(Source document)

After Aberdeen he studied theology at New College, Edinburgh in preparation for the ministry. As a result of poor health, asthma and bronchial problems, preaching was not feasible, and he turned instead to journalistic and literary work as a profession. From 1850 he wrote for Edinburgh magazines, and in the following years his work appeared in Hogg's Weekly Magazine and Tait's Edinburgh Magazine. He was for a short time editor of the Glasgow Commonwealth. In 1856, on the death of his friend Hugh Miller, whose biography he wrote, he succeeded Millar as editor of the Edinburgh magazine Witness.

He visited Germany to learn German, and while there met Clotilda Gerwein, daughter of General J. P. Gerwien. They married in 1858.

Up to this point his career had been successful, and his collected essays brought him recognition both in Scotland and America. In 1860 he became editor of Dial, an ambitious weekly London-based newspaper planned by the National Newspaper League Company. The Dial proved a financial failure. Bayne attempted to save the publication through his editorship and by investing in the paper himself. However he lost all his own property in the venture, and was in debt for many years. In April 1862, he retired from the Dial, and became editor of the Weekly Review, the organ of the English presbyterian church. This he resigned in 1865, because his views on inspiration were held to be unsound, and be declined any further editorial responsibilities.

Bayne became a regular leader writer for the Christian World, under the editorship of James Clarke. For more than 20 years his combination of broad-minded progressive liberalism with earnest and eager evangelicalism gave a distinct colour to the religious, social, political, and literary teaching of this paper. This formed the main work of Bayne's life; but he wrote independently on the history of seventeenth century England, many essays of literary criticism, and a biography of Martin Luther. Additionally, Bayne contributed occasionally to the Nonconformist, the Spectator, and other weekly papers, as well as to the leading reviews, notably the Contemporary Review, the Fortnightly, the British Quarterly, the London Quarterly, and Fraser's Magazine.

In 1879, the degree of LLD was conferred on him by the University of Aberdeen. He died at Norwood on 10 February 1896, and is buried in Harlington churchyard, Middlesex, where he resided during the earlier half of his London career.

(End Source document)
(Data supplied)

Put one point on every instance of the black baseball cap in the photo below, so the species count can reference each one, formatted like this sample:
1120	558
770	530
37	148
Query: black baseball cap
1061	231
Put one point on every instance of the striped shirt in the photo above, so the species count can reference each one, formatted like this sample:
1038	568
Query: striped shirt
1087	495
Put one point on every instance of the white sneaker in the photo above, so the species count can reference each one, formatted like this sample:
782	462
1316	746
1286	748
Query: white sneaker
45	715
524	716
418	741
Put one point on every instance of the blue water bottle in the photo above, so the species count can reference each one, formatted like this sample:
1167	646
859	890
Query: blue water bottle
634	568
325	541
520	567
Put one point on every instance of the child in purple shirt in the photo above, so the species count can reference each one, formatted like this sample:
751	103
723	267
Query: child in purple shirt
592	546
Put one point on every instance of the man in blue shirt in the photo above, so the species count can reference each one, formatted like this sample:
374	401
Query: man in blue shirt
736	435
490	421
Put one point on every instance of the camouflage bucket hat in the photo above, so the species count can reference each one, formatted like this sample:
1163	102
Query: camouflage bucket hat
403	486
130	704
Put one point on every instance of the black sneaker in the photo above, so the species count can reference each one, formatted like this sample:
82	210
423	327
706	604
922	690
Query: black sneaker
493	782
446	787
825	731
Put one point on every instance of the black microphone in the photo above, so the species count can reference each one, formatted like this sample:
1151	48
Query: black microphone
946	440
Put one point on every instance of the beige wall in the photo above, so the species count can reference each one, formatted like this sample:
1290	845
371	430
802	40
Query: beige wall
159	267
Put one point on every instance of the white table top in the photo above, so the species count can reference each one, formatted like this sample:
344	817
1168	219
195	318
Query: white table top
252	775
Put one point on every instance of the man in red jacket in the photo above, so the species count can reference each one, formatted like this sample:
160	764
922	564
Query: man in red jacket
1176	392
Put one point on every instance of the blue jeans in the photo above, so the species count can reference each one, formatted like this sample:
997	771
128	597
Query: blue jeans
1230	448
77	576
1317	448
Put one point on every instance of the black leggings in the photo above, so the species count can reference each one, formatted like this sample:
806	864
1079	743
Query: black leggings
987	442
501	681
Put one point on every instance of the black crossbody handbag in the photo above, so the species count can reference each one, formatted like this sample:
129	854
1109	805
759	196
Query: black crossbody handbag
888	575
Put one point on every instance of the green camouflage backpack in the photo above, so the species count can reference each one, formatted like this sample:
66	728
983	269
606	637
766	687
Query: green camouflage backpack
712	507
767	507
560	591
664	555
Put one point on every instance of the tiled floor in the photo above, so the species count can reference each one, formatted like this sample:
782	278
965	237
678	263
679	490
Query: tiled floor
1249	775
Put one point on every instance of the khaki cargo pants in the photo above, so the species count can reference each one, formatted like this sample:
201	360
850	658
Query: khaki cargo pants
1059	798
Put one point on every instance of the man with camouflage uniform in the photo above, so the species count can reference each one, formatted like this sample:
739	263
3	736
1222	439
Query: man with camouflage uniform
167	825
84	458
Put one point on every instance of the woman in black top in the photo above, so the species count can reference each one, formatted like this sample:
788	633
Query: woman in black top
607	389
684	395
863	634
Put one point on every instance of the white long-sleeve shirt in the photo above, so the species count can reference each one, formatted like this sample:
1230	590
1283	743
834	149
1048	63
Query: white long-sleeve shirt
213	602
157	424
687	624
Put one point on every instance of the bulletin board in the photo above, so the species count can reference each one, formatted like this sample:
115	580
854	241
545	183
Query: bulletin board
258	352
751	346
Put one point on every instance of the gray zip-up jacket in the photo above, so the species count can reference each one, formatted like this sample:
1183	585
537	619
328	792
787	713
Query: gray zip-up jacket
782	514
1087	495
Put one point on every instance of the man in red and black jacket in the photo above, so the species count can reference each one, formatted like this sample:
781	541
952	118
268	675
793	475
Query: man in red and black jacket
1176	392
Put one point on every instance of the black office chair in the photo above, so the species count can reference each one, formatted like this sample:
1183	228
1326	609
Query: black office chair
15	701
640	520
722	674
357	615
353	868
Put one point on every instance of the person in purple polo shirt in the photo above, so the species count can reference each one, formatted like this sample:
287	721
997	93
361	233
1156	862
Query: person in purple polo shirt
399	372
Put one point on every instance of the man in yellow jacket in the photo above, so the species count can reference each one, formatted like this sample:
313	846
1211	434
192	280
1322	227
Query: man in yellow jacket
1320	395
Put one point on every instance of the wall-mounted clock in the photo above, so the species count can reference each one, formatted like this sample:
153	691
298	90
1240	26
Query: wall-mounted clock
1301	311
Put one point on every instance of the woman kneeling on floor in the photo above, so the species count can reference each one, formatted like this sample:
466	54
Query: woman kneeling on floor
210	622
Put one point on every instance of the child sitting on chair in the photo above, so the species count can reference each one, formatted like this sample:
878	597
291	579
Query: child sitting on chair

(End Data supplied)

In the passage on Bayne's life, reproduce word for word the text starting at "Up to this point" and ending at "further editorial responsibilities.".

▸ Answer to this exercise
Up to this point his career had been successful, and his collected essays brought him recognition both in Scotland and America. In 1860 he became editor of Dial, an ambitious weekly London-based newspaper planned by the National Newspaper League Company. The Dial proved a financial failure. Bayne attempted to save the publication through his editorship and by investing in the paper himself. However he lost all his own property in the venture, and was in debt for many years. In April 1862, he retired from the Dial, and became editor of the Weekly Review, the organ of the English presbyterian church. This he resigned in 1865, because his views on inspiration were held to be unsound, and be declined any further editorial responsibilities.